--- BEGIN Extracted text ---

A Python program is read by a {\em parser}.  Input to the parser is a
stream of {\em tokens}, generated by the {\em lexical analyzer}.  This
chapter describes how the lexical analyzer breaks a file into tokens.
\index{lexical analysis}
\index{parser}
\index{token}

\section{Line structure}

A Python program is divided in a number of logical lines.  The end of
a logical line is represented by the token NEWLINE.  Statements cannot
cross logical line boundaries except where NEWLINE is allowed by the
syntax (e.g. between statements in compound statements).
\index{line structure}
\index{logical line}
\index{NEWLINE token}

\subsection{Comments}

A comment starts with a hash character (\verb\#\) that is not part of
a string literal, and ends at the end of the physical line.  A comment
always signifies the end of the logical line.  Comments are ignored by
the syntax.
\index{comment}
\index{logical line}
\index{physical line}
\index{hash character}

\subsection{Line joining}

Two or more physical lines may be joined into logical lines using
backslash characters (\verb/\/), as follows: when a physical line ends
in a backslash that is not part of a string literal or comment, it is
joined with the following forming a single logical line, deleting the
backslash and the following end-of-line character.  For example:
\index{physical line}
\index{line joining}
\index{backslash character}
%
\begin{verbatim}
month_names = ['Januari', 'Februari', 'Maart',     \
               'April',   'Mei',      'Juni',      \
               'Juli',    'Augustus', 'September', \
               'Oktober', 'November', 'December']
\end{verbatim}

\subsection{Blank lines}

A logical line that contains only spaces, tabs, and possibly a
comment, is ignored (i.e., no NEWLINE token is generated), except that
during interactive input of statements, an entirely blank logical line
terminates a multi-line statement.
\index{blank line}

\subsection{Indentation}

Leading whitespace (spaces and tabs) at the beginning of a logical
line is used to compute the indentation level of the line, which in
turn is used to determine the grouping of statements.

--- END Extracted text ---

Your tasks
A: Render this sentence from the Python lexical analysis text into Spanish: "A comment always signifies the end of the logical line."
B: Extend the Python lexical analysis text with the next part, picking up after its last sentence.

--- BEGIN Information supplied ---

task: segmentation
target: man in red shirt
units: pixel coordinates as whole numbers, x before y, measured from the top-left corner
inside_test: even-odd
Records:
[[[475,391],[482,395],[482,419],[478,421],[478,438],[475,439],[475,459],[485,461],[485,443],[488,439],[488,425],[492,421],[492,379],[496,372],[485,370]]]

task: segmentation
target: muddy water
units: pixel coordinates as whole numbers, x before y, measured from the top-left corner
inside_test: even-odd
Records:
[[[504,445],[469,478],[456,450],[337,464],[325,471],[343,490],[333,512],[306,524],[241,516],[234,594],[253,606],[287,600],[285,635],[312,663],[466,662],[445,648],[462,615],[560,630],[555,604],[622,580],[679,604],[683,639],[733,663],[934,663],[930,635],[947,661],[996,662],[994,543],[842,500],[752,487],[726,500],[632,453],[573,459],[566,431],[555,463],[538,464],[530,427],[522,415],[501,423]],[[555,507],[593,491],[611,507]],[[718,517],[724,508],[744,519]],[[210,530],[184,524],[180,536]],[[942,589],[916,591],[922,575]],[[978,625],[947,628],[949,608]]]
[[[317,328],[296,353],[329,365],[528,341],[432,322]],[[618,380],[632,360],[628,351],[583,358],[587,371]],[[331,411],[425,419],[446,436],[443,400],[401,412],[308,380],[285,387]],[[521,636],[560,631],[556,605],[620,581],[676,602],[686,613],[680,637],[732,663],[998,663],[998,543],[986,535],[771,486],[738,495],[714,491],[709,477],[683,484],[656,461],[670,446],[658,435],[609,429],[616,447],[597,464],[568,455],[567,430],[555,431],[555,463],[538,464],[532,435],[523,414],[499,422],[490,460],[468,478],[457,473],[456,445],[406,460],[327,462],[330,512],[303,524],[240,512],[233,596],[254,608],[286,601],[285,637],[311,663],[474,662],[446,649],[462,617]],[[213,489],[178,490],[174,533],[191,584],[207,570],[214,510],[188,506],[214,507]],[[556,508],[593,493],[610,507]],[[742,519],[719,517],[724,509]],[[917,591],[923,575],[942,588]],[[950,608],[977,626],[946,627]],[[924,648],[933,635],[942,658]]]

--- END Information supplied ---

Results for the exercise
A: Un comentario siempre indica el final de la línea lógica.

B:
\index{indentation}
\index{whitespace}
\index{leading whitespace}
\index{space}
\index{tab}
\index{grouping}
\index{statement grouping}

First, tabs are replaced (from left to right) by one to eight spaces
such that the total number of characters up to there is a multiple of
eight (this is intended to be the same rule as used by {\UNIX}).  The
total number of spaces preceding the first non-blank character then
determines the line's indentation.  Indentation cannot be split over
multiple physical lines using backslashes.

The indentation levels of consecutive lines are used to generate
INDENT and DEDENT tokens, using a stack, as follows.
\index{INDENT token}
\index{DEDENT token}

Before the first line of the file is read, a single zero is pushed on
the stack; this will never be popped off again.  The numbers pushed on
the stack will always be strictly increasing from bottom to top.  At
the beginning of each logical line, the line's indentation level is
compared to the top of the stack.  If it is equal, nothing happens.
If it is larger, it is pushed on the stack, and one INDENT token is
generated.  If it is smaller, it {\em must} be one of the numbers
occurring on the stack; all numbers on the stack that are larger are
popped off, and for each number popped off a DEDENT token is
generated.  At the end of the file, a DEDENT token is generated for
each number remaining on the stack that is larger than zero.

Here is an example of a correctly (though confusingly) indented piece
of Python code:

\begin{verbatim}
def perm(l):
        # Compute the list of all permutations of l

    if len(l) <= 1:
                  return [l]
    r = []
    for i in range(len(l)):
             s = l[:i] + l[i+1:]
             p = perm(s)
             for x in p:
              r.append(l[i:i+1] + x)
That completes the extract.